Work instruction — Nothing in the entries may be dropped: restate them word for word.
══════════════════════════════
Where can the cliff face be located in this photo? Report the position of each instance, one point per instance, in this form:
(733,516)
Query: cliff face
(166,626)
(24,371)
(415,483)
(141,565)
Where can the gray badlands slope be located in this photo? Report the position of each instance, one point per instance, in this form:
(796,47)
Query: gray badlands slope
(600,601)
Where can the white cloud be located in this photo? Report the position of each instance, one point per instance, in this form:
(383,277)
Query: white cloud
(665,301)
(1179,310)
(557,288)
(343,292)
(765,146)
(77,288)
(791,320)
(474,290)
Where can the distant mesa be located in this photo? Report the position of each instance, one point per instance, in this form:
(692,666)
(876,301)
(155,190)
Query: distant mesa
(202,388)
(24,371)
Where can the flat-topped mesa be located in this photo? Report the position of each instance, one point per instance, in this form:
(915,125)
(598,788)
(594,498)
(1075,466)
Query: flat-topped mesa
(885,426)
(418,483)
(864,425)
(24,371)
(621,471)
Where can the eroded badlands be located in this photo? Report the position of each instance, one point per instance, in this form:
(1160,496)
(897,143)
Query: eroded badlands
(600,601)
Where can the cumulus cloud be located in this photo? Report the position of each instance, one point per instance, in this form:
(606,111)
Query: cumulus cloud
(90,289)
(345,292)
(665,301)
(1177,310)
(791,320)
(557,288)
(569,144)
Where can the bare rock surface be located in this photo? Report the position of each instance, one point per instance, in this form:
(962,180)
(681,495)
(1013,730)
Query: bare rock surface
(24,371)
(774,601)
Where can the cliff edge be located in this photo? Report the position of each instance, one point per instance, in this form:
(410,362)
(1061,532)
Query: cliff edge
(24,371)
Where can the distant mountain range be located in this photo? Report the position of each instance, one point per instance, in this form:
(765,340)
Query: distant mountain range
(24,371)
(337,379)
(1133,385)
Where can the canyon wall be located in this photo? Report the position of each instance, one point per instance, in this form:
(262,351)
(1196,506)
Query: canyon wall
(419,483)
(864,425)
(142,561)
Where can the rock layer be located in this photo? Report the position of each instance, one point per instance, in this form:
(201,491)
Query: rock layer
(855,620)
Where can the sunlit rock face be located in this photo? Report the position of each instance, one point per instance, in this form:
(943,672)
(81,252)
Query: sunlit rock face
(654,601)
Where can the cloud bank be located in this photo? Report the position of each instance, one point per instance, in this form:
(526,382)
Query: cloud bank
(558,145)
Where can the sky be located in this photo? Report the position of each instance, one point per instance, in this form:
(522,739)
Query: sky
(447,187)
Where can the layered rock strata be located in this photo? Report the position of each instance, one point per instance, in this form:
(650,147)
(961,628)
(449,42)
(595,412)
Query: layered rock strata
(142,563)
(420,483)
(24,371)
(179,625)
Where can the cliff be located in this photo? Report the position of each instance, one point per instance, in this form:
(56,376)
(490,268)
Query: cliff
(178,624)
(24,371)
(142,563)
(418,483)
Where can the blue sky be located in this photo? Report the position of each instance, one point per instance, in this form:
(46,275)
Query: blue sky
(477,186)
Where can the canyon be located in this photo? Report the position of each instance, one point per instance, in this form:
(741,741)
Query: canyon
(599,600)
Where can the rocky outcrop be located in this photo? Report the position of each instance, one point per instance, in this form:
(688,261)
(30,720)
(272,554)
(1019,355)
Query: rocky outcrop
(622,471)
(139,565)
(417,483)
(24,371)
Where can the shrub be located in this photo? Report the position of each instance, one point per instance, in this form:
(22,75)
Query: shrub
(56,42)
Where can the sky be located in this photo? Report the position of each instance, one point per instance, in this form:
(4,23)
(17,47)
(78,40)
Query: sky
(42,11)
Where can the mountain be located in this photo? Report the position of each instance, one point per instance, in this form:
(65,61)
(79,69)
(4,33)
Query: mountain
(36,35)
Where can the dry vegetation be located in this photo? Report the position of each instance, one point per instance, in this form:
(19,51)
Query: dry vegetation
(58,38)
══════════════════════════════
Result for this task —
Where can the cliff face be located in this photo? Report the position of each instance, one point per instance, in this form:
(733,516)
Query: cliff face
(166,626)
(24,371)
(415,483)
(141,565)
Where can the gray badlands slope be located in this photo? Report the position of each instance, one point per instance, in this form:
(796,47)
Query: gray badlands slope
(600,601)
Where can the white cloud be located in this photo? Report the position of each instance, one point per instance, in this form:
(383,277)
Query: white cloud
(665,301)
(1179,310)
(557,288)
(343,292)
(765,146)
(77,288)
(791,320)
(474,290)
Where can the distant mesa be located in this photo? Report the position of each instance, one point per instance, in this form:
(692,666)
(876,301)
(155,190)
Query: distant mesa
(202,388)
(24,371)
Where can the flat-topped mesa be located in this photo? Report the position of each instance, one point per instance, in this form:
(915,125)
(598,788)
(594,498)
(1075,466)
Query: flat-topped mesa
(885,426)
(418,483)
(864,425)
(24,371)
(621,471)
Where can the eroded badlands be located in this photo? Report the position of each instance, one point per instance, in this form:
(1160,496)
(897,143)
Query: eroded badlands
(600,601)
Where can the cumulus cloud be located in this photo? Report the position of each instance, one point per instance, in this form:
(606,111)
Query: cumulus cloud
(90,289)
(345,292)
(665,301)
(1177,310)
(791,320)
(557,288)
(569,144)
Where can the bare rock surface be located in this photo? Report the position of each instance, one point per instance, in this form:
(962,180)
(681,495)
(1013,730)
Query: bare rock surface
(24,371)
(774,601)
Where can the cliff edge be located in this photo? Report the position of each instance, one point per instance, in this form:
(410,362)
(1061,532)
Query: cliff edge
(24,371)
Where can the distant mountain range be located in this photo? Report the position of each instance, one point per instance, in this form:
(765,340)
Query: distant mountain range
(24,371)
(337,379)
(1133,385)
Where can the canyon wall be located in this photo? Report the position of each instance, one point per instance, in this form:
(262,351)
(1196,506)
Query: canyon wall
(419,483)
(864,425)
(142,561)
Where can the rock layer be located in this photo? Report the position of each instance, one point per instance, in this form:
(201,491)
Query: rock layer
(855,620)
Where can the sunlit rock face be located in this photo? Report the position of each instance, one point per instance, in this form:
(943,672)
(81,252)
Query: sunlit rock face
(654,601)
Where can the cloud bank be located in this photo? Report the position of each instance, one point per instance, in this form:
(526,382)
Query: cloud bank
(558,145)
Where can the sky be located in this photo? Report the position of each instance, one point per instance, in this form:
(522,739)
Query: sky
(447,187)
Where can the layered rock strata be located in this photo? Report the position of each instance, one point per instance, in this form:
(650,147)
(961,628)
(449,42)
(595,412)
Query: layered rock strata
(142,563)
(420,483)
(24,371)
(179,625)
Where can the cliff be located in this photo? Report the position of each instance, one point per instance, in this form:
(56,376)
(490,268)
Query: cliff
(178,624)
(24,371)
(142,563)
(418,483)
Where can the blue sky be located in this photo? Report the position of each instance, one point per instance, in this form:
(46,275)
Query: blue sky
(477,186)
Where can the canyon be located in this photo? Report the position of each instance, one point per instance, in this form:
(741,741)
Query: canyon
(599,600)
Where can the rocky outcrop be located in this photo? Report the position of each instance, one point per instance, in this form:
(688,261)
(30,720)
(272,554)
(1019,355)
Query: rocky outcrop
(622,471)
(139,565)
(417,483)
(24,371)
Where can the shrub be located in this photo? Report the position of each instance, one point per instance, in this form:
(22,75)
Query: shrub
(56,42)
Where can the sky be located in this photo? Report the position of each instance, one point per instance, in this form:
(4,23)
(17,47)
(78,40)
Query: sky
(42,11)
Where can the mountain be located in this photo? Report the position of each instance, one point per instance, in this form:
(65,61)
(79,69)
(4,33)
Query: mountain
(36,35)
Where can the dry vegetation be located in this photo? Report the position of each instance, one point per instance, in this form:
(19,51)
Query: dry vegetation
(58,38)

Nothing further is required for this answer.